BEGIN Information given

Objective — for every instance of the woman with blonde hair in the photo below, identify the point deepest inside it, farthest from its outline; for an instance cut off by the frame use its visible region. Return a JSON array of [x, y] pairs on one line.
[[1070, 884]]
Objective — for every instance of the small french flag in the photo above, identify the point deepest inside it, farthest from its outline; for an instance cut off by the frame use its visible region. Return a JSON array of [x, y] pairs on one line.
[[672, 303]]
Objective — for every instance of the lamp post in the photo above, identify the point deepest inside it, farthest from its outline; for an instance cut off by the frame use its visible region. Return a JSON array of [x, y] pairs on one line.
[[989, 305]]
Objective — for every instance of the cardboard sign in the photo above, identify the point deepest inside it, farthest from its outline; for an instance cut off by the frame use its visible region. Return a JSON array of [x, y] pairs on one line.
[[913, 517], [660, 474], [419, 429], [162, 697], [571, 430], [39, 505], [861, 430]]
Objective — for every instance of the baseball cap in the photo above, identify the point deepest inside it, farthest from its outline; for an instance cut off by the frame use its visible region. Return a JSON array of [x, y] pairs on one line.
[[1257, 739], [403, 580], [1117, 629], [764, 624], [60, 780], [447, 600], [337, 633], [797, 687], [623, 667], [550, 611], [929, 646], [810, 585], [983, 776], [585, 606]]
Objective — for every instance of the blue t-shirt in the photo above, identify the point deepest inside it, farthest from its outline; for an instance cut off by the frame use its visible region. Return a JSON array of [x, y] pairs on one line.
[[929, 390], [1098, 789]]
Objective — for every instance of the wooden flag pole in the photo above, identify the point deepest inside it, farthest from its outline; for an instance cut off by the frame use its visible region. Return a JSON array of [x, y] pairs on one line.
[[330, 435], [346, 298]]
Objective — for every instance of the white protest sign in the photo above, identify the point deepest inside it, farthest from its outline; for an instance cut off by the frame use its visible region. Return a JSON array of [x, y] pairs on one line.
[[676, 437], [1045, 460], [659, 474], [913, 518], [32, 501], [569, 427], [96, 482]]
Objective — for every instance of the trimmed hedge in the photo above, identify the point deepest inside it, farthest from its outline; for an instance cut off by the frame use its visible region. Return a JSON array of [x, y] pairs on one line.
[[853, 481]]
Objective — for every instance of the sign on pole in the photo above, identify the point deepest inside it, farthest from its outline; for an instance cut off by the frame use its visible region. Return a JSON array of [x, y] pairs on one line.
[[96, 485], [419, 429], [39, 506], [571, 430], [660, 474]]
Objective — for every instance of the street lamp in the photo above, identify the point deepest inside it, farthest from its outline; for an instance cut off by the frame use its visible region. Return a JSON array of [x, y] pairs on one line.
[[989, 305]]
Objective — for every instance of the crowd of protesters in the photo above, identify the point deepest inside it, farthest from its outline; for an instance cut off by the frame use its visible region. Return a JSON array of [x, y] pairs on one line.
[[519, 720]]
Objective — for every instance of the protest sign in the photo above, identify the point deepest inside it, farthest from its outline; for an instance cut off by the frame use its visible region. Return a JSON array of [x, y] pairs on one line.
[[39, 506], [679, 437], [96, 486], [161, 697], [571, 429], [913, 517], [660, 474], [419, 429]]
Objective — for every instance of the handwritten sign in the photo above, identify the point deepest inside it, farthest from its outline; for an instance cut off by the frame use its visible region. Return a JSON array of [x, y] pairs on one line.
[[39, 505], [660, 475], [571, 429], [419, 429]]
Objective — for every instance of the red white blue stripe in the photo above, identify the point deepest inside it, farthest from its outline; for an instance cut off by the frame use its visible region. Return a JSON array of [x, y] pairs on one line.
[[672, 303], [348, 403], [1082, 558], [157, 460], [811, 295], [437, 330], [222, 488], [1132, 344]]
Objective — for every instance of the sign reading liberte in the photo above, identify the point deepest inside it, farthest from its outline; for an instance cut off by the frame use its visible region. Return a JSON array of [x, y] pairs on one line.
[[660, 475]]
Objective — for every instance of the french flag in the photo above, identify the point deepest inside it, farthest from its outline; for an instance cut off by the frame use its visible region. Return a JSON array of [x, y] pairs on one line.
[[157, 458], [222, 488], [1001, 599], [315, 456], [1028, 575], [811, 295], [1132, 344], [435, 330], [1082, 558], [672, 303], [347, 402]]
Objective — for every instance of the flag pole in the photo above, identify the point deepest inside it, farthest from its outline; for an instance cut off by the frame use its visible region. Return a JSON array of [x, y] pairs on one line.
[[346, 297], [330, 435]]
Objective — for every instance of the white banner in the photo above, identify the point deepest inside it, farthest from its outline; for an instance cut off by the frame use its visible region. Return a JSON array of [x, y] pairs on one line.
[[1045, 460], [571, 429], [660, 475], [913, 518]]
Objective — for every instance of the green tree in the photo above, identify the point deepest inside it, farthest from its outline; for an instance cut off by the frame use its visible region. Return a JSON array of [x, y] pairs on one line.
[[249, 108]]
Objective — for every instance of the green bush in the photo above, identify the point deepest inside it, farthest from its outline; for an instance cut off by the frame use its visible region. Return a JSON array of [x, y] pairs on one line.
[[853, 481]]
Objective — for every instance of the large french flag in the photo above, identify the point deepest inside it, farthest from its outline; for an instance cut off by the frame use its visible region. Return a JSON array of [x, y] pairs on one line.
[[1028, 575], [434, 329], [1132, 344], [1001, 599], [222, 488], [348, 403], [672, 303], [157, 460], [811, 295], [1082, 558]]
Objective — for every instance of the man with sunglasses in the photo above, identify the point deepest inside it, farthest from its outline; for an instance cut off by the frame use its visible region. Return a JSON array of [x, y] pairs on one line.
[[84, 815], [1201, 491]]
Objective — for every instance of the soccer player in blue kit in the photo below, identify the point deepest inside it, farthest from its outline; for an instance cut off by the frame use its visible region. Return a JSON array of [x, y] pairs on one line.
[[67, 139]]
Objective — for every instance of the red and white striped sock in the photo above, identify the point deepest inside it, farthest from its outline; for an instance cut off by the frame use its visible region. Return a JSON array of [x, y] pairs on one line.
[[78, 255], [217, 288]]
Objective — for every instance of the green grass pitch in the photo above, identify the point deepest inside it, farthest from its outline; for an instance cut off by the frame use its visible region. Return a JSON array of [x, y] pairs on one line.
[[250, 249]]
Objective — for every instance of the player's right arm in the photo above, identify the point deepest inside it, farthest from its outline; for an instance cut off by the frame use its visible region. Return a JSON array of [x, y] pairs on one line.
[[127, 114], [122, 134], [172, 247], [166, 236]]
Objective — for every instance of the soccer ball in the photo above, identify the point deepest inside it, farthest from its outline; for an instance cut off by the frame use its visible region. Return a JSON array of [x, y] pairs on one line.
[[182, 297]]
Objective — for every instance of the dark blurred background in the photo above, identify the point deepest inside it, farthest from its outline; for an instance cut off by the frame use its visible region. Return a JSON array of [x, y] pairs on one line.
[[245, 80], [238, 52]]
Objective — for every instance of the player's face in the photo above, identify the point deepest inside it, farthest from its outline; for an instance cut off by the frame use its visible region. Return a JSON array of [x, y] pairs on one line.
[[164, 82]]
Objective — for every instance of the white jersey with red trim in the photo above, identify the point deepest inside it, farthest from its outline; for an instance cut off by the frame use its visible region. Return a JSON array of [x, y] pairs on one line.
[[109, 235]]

END Information given

◆ Exercise instructions:
The listing is to be retyped in full, exactly as shown.

◆ Output for this exercise:
Objective — for every instance of the woman with blonde hair in the photo below, identify the point deepest inside it, farthest from its outline; for an instance cut off by the frame use its visible region. Return a JSON array of [x, y] pairs on one line.
[[1070, 884]]
Objective — for every instance of the small french flag in the photo above, identify the point deepest inside it, farthest from its outline; for an instance cut off by the frame use its visible region. Return a JSON array of [x, y] pairs on one line.
[[672, 303]]
Objective — for every instance of the lamp post in the photo above, identify the point deepest inside it, farthest from its outline; for an instance cut off by the frame use its visible region. Return a JSON array of [x, y] pairs on one line.
[[989, 305]]
Objective — for every instance of the cardboard sign in the photo above, identify the point deepest inside it, farthest from its outline; for an instance cut off by the frame use its visible region. Return a JSON array of [x, y] pairs on one line.
[[913, 517], [660, 474], [419, 429], [162, 697], [571, 430], [39, 505], [861, 430]]
Objective — for every instance of the baseball cap in the photo above, identify the point deepest inside it, farthest from its outline; for an instance cut off by the frame use its visible region. Return a JSON array of [x, y] pairs on one line.
[[1257, 739], [403, 580], [1117, 629], [764, 624], [60, 780], [447, 600], [337, 633], [797, 687], [623, 667], [550, 611], [929, 646], [810, 585], [983, 776], [585, 606]]
Objective — for every instance of the blue t-shirt in the photo above, identify the point deepest inside it, farthest from its outline; for an instance cut off by the frame use its visible region. Return a JSON array of [x, y] pairs on one line.
[[929, 390], [1098, 789]]
Objective — for every instance of the wooden flag pole in the photo above, identify the point deepest inside it, farthest from its outline; for an instance cut off by the frame use its visible region. Return a JSON array of [x, y] pairs on one line.
[[330, 435], [346, 298]]
Objective — for every instance of the white protest sign in the photo above, identify the point deepest inside it, farthest from its outline; for an instance cut off by the frame use its visible region. Return a JSON array of [x, y] pairs on one line.
[[676, 437], [1045, 460], [659, 474], [913, 518], [32, 501], [569, 427], [96, 482]]
Objective — for every instance of the trimmed hedge in the photo above, identify the point deepest inside it, farthest from its outline; for an instance cut off by the frame use its visible region. Return a JSON array of [x, y] pairs on one line.
[[853, 481]]
Objective — for every instance of the sign on pole in the photo above, identify the point deepest inside it, farthest from its outline; for an instance cut off by the frame use its visible region. Return a JSON array of [x, y] pairs on one line.
[[96, 485], [419, 429], [39, 506], [571, 430], [660, 474]]
Objective — for every instance of the street lamp in the photo above, identify the point deepest inside it, farthest from its outline; for an instance cut off by the frame use its visible region. Return a JSON array of [x, y] pairs on one line.
[[989, 305]]
Objective — for every instance of the crowd of protesters in the photo above, identify the point deepest inside it, farthest from its outline; for an instance cut off by the frame use its visible region. Return a JSON array of [x, y] pairs on one line.
[[519, 720]]
Objective — for every instance of the protest sign in the photo above, identify the point deepest inside it, farthest from its outline; for an instance cut off by the frame use its visible region. Return a JSON array of [x, y] pairs on one line.
[[39, 506], [679, 437], [96, 486], [161, 697], [571, 429], [913, 517], [660, 474], [419, 429]]
Objective — for every instance of the handwritten sign in the photo above, identify the point deepest inside it, farthest from its outline; for an instance cut off by the frame use its visible region. Return a JSON array of [x, y] pairs on one line.
[[39, 505], [660, 475], [571, 429], [419, 429]]
Objective — for every instance of the red white blue stripe in the photo above, identify the point deepest inside it, farthest from its outline; for an instance cut off by the frame use its visible region. Return a JSON array of [x, y] pairs on one line.
[[672, 303], [348, 403], [1082, 558], [157, 460], [811, 295], [437, 330], [222, 488], [1132, 344]]
Objective — for every instance of the sign reading liberte in the photo above, identify the point deepest inside it, farthest from its outline; for an instance cut off by the frame use its visible region. Return a JSON array of [x, y] pairs on one line.
[[660, 475]]
Objective — for every instance of the french flag in the photo above, identify the point deepest inside it, farthest from its outline; for an instance cut off by the frame use its visible region. Return a JSON array of [x, y] pairs on one line.
[[157, 458], [222, 488], [1001, 599], [315, 456], [1028, 575], [811, 295], [1132, 344], [435, 330], [1082, 558], [672, 303], [347, 402]]
Objective — for every instance of the flag pole in the photo above, identify the point deepest inside it, farthest from its outline; for an instance cut off by the frame use its visible region. Return a JSON array of [x, y] pairs on one line.
[[346, 297], [330, 435]]
Objective — for every instance of the white banner in the photo above, identify the point deepest inside it, farthest from its outline; for an instance cut off by the frame use its visible region. Return a JSON array of [x, y] pairs on one line.
[[1045, 460], [571, 429], [660, 475], [913, 518]]
Objective — for every instance of the green tree in the photo above, identify the point deepest inside it, farthest from its outline; for an instance cut off by the frame use its visible region. Return a JSON array of [x, y] pairs on one line.
[[249, 108]]
Objective — for every instance of the green bush in the photo above, identify the point deepest inside it, farthest from its outline; for an instance cut off by the frame use its visible region. Return a JSON array of [x, y] pairs on one line.
[[853, 481]]
Objective — for every instance of the large french flag in the photo above, identify the point deepest inside it, farthest from its outline; for an instance cut off by the frame use its visible region. Return a JSON array of [x, y] pairs on one line.
[[1028, 575], [434, 329], [1132, 344], [1001, 599], [222, 488], [348, 403], [672, 303], [157, 460], [811, 295], [1082, 558]]
Objective — for every instance of the man with sunglasses in the photo above, identify the point deepest inside it, farthest from its outline; for an instance cut off by the frame use its visible region. Return a JSON array of [x, y] pairs on one line.
[[84, 815], [1201, 491]]
Objective — for every instance of the soccer player in blue kit in the photo below, identify the point deepest inside it, farthest from its outline; for an instance cut off by the frame use its visible region. Return a JSON array of [x, y] pairs on one line.
[[67, 139]]
Objective — for every instance of the red and white striped sock in the photo above, identify the point deepest inside it, farthest from its outline; for an instance cut off by the frame use its visible region. Return a JSON array of [x, y] pairs on one line.
[[78, 255], [217, 288]]
Objective — for every instance of the green grass pitch in the photo above, identify the point deepest inside it, farthest from its outline; for an instance cut off by the frame use its visible region. Return a JSON array of [x, y] pairs on one line.
[[250, 249]]
Objective — for every instance of the player's right arm in the photo above, identify the point deepest inside it, farthest from its outline; for an instance cut off by the frame use its visible region. Return a JSON array of [x, y] pairs on one line.
[[127, 114], [122, 134], [172, 247], [166, 236]]
Objective — for every instance of the soccer ball in the photo above, identify the point deepest inside it, farthest from its outline; for an instance cut off by the frame use its visible region. Return a JSON array of [x, y] pairs on one line.
[[182, 297]]
Objective — for every instance of the dark blurred background in the photo above, identify the point deepest inside it, farthest from its outline; for an instance cut off by the frame use its visible region. Return a JSON array of [x, y] pairs on one line.
[[245, 80], [238, 52]]
Objective — for every instance of the player's face in the photo above, identify the point deepest inside it, farthest from its outline; for an instance cut off by the frame use its visible region. Return a JSON array of [x, y] pairs on one line.
[[164, 82]]
Objective — for every instance of the white jersey with red trim in the photo above, identify the point deepest inside it, farthest from its outline; for an instance cut off by the frame use its visible region. Return a JSON array of [x, y] pairs on one line.
[[109, 235]]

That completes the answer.